• [INFORMATION SUPPLIED]

## Start

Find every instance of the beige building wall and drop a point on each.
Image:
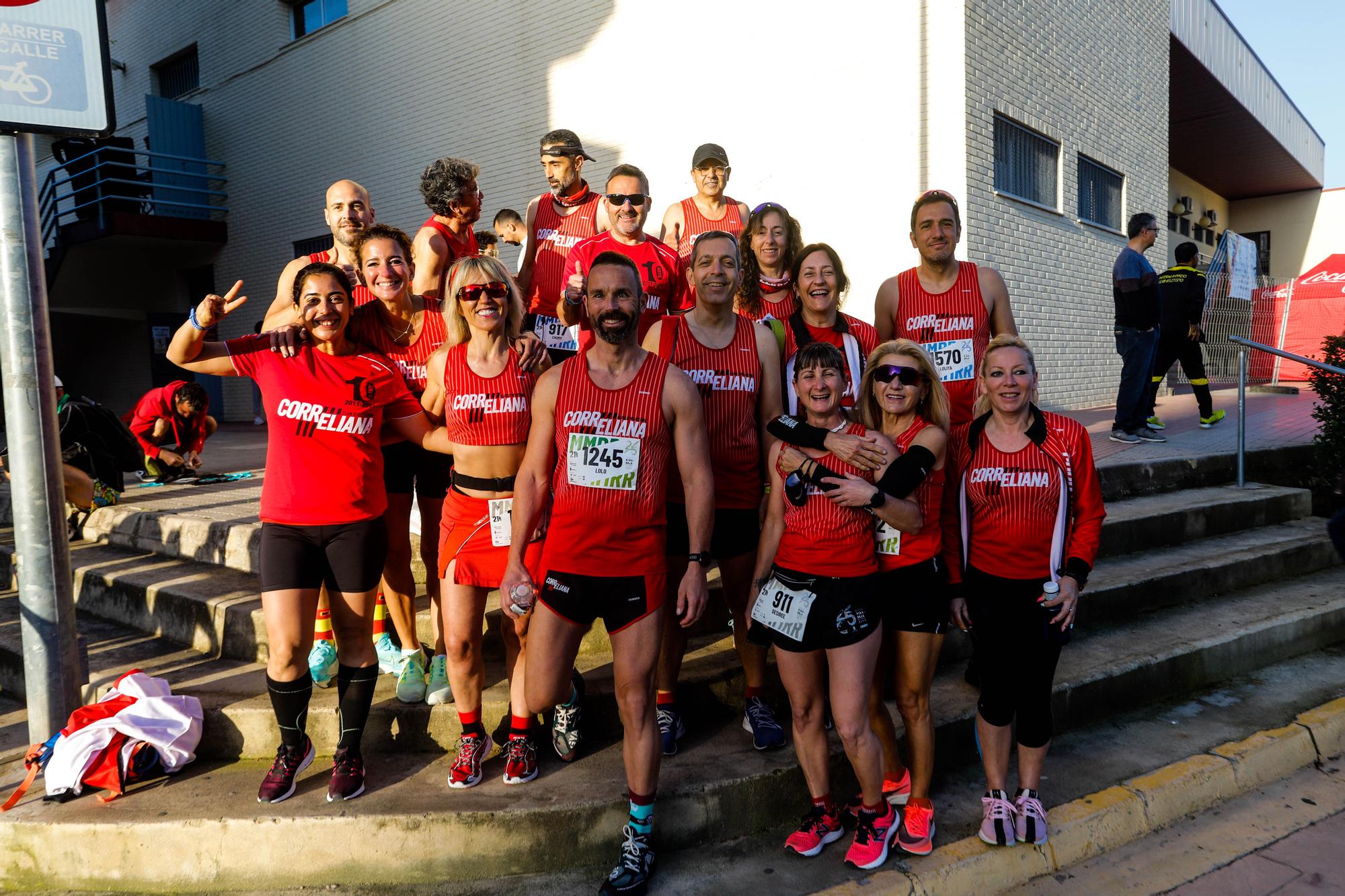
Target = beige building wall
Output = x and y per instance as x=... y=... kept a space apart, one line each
x=1096 y=80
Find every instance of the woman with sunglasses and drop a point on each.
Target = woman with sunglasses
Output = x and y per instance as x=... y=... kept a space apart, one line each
x=1027 y=513
x=322 y=503
x=482 y=392
x=775 y=240
x=818 y=604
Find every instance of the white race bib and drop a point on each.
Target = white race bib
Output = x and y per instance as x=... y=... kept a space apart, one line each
x=555 y=334
x=502 y=521
x=603 y=462
x=953 y=360
x=888 y=538
x=783 y=608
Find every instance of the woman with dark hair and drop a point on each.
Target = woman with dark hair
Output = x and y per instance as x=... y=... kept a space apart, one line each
x=774 y=240
x=1020 y=536
x=322 y=503
x=484 y=393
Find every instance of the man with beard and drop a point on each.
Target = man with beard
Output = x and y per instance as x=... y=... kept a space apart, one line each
x=662 y=280
x=451 y=192
x=735 y=366
x=605 y=424
x=348 y=212
x=708 y=210
x=950 y=307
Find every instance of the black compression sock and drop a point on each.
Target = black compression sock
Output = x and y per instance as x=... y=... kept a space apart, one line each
x=290 y=702
x=356 y=693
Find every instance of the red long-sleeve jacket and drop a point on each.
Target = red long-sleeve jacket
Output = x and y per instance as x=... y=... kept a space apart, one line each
x=158 y=404
x=1078 y=528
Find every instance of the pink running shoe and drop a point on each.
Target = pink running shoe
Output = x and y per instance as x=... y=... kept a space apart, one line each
x=997 y=818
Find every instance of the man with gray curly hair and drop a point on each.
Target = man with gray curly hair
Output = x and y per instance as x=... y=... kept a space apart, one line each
x=450 y=189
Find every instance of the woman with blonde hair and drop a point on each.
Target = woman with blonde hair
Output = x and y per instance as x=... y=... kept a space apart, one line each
x=1020 y=536
x=482 y=391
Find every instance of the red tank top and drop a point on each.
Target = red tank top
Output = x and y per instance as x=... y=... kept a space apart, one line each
x=613 y=450
x=457 y=249
x=696 y=224
x=824 y=538
x=728 y=381
x=953 y=326
x=1013 y=501
x=360 y=294
x=411 y=360
x=555 y=236
x=488 y=412
x=899 y=549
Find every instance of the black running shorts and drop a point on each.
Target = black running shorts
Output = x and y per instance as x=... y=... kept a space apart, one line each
x=346 y=557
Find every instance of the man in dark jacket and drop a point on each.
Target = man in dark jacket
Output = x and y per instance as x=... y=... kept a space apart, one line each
x=1182 y=296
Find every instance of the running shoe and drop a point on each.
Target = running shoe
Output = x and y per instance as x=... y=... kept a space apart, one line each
x=439 y=692
x=871 y=838
x=566 y=723
x=473 y=751
x=322 y=663
x=520 y=760
x=670 y=728
x=389 y=655
x=279 y=783
x=997 y=822
x=348 y=776
x=633 y=873
x=759 y=721
x=411 y=681
x=915 y=834
x=817 y=830
x=1030 y=818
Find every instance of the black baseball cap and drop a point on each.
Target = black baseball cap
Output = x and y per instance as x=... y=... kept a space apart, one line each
x=708 y=151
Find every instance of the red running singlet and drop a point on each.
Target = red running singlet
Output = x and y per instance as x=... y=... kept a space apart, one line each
x=371 y=329
x=555 y=236
x=1013 y=502
x=481 y=411
x=613 y=448
x=899 y=549
x=457 y=249
x=360 y=294
x=824 y=538
x=696 y=224
x=953 y=326
x=728 y=381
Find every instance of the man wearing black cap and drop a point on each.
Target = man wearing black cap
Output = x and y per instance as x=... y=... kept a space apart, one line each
x=709 y=209
x=556 y=222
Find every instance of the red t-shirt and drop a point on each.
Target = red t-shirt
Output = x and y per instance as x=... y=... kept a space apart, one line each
x=323 y=459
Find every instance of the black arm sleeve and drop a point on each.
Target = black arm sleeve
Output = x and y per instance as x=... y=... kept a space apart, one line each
x=793 y=431
x=905 y=474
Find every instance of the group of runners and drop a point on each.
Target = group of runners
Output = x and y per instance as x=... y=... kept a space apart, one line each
x=594 y=434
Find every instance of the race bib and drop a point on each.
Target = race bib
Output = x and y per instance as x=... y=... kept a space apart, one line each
x=555 y=334
x=888 y=538
x=783 y=608
x=603 y=462
x=953 y=360
x=502 y=521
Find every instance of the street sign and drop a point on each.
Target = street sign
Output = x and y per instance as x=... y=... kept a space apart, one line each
x=54 y=68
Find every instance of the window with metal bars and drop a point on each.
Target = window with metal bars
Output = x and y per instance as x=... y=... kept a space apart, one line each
x=1100 y=194
x=1027 y=163
x=309 y=17
x=180 y=75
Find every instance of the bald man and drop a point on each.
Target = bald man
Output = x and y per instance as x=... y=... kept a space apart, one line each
x=348 y=212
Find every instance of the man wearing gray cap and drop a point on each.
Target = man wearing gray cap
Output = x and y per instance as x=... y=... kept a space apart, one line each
x=709 y=209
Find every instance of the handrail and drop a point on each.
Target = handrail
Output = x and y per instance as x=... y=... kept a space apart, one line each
x=1242 y=392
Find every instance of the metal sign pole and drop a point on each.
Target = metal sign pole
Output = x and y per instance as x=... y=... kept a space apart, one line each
x=42 y=551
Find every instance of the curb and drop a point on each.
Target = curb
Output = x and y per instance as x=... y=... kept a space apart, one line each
x=1101 y=822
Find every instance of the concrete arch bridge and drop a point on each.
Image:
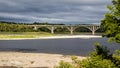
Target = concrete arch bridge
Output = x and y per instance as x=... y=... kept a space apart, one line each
x=71 y=28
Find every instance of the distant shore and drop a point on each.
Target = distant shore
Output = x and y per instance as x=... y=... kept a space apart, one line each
x=56 y=37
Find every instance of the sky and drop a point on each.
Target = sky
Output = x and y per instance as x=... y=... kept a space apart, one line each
x=53 y=11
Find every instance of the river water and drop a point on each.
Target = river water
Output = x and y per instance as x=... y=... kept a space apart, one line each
x=69 y=46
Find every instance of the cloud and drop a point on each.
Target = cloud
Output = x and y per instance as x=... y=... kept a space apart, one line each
x=53 y=11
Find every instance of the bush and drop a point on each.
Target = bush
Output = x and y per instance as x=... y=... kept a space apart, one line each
x=99 y=58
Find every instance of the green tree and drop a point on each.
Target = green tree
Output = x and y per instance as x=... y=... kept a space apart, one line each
x=111 y=22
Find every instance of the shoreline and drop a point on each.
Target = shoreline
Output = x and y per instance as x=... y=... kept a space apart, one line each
x=56 y=37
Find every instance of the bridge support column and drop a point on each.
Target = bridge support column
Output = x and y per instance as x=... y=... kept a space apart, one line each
x=35 y=28
x=51 y=28
x=93 y=28
x=71 y=29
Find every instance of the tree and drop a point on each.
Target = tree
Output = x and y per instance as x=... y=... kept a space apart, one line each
x=111 y=22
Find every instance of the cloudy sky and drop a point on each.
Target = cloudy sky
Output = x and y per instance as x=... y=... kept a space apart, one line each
x=53 y=11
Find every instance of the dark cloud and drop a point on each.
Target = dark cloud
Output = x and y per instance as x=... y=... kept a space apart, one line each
x=53 y=11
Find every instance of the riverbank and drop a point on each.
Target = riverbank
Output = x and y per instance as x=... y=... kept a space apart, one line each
x=24 y=59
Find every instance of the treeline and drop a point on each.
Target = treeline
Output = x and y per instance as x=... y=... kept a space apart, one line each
x=21 y=27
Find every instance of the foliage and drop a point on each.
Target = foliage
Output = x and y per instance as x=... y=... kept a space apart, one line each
x=99 y=58
x=64 y=65
x=111 y=22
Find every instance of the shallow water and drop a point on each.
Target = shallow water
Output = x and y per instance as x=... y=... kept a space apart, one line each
x=74 y=46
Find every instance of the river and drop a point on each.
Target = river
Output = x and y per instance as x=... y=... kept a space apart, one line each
x=69 y=46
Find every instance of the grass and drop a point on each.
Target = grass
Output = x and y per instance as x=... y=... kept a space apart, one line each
x=23 y=34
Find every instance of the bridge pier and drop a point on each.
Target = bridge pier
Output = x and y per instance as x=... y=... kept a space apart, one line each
x=93 y=28
x=51 y=28
x=35 y=27
x=71 y=29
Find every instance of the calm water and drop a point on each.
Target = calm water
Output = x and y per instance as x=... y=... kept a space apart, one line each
x=74 y=46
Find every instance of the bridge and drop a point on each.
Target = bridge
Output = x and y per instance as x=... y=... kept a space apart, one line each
x=71 y=28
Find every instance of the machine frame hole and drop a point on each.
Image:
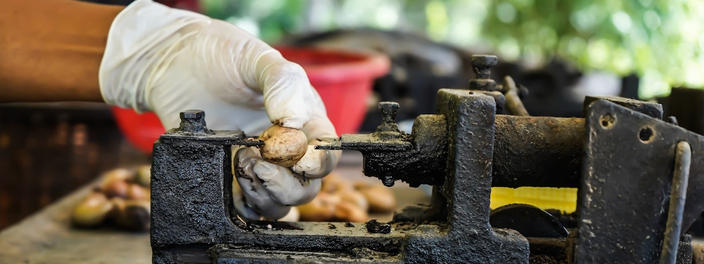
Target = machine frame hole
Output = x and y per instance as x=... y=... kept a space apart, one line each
x=646 y=134
x=607 y=120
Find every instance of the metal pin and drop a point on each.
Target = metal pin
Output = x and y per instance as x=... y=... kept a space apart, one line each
x=680 y=180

## End

• [WHAT NEEDS TO BE DONE]
Copy the rows from the start of the records through the line containing "x=1078 y=528", both included, with "drop a point on each" switched to "place a marker on each" throughout and nothing else changed. Leave the pictures out of your answer.

• [TASK SOLUTION]
Find every instance of the beige building wall and place a marker on each.
Image:
Target = beige building wall
Output = x and y per instance as x=... y=... kept a space apart, one line each
x=1096 y=80
Find every instance of the woman with sunglasses and place a marker on each.
Target = woman with sunglasses
Output = x and y per instance as x=... y=... kept a space apart, one line each
x=1027 y=513
x=322 y=503
x=482 y=392
x=775 y=240
x=818 y=604
Find every instance of the white race bib and place a marker on each.
Target = white race bib
Output = x and y per instance as x=... y=... kept a space apart, one line each
x=555 y=334
x=502 y=521
x=603 y=462
x=953 y=360
x=888 y=538
x=783 y=608
Find every instance of the woman with dark hair and place a marker on each.
Target = woman with dark hair
Output = x and y per instance as x=... y=... kept a space apart, one line each
x=774 y=240
x=1020 y=536
x=322 y=503
x=484 y=393
Find every instance of the man with beard and place a marker on each.
Target = man with beard
Output = x and y per instance as x=... y=... kept a space apart, one line each
x=662 y=280
x=451 y=192
x=735 y=366
x=605 y=424
x=348 y=212
x=708 y=210
x=950 y=307
Find every instance of the black compression sock and place a marker on each.
Target = black compression sock
Output = x and y per instance as x=... y=... kept a space apart, one line each
x=290 y=702
x=356 y=693
Find every instance of the red long-sleeve jacket and place a marker on each.
Target = red long-sleeve jacket
Output = x and y per instance as x=... y=... kept a space apart, one line each
x=158 y=404
x=1078 y=528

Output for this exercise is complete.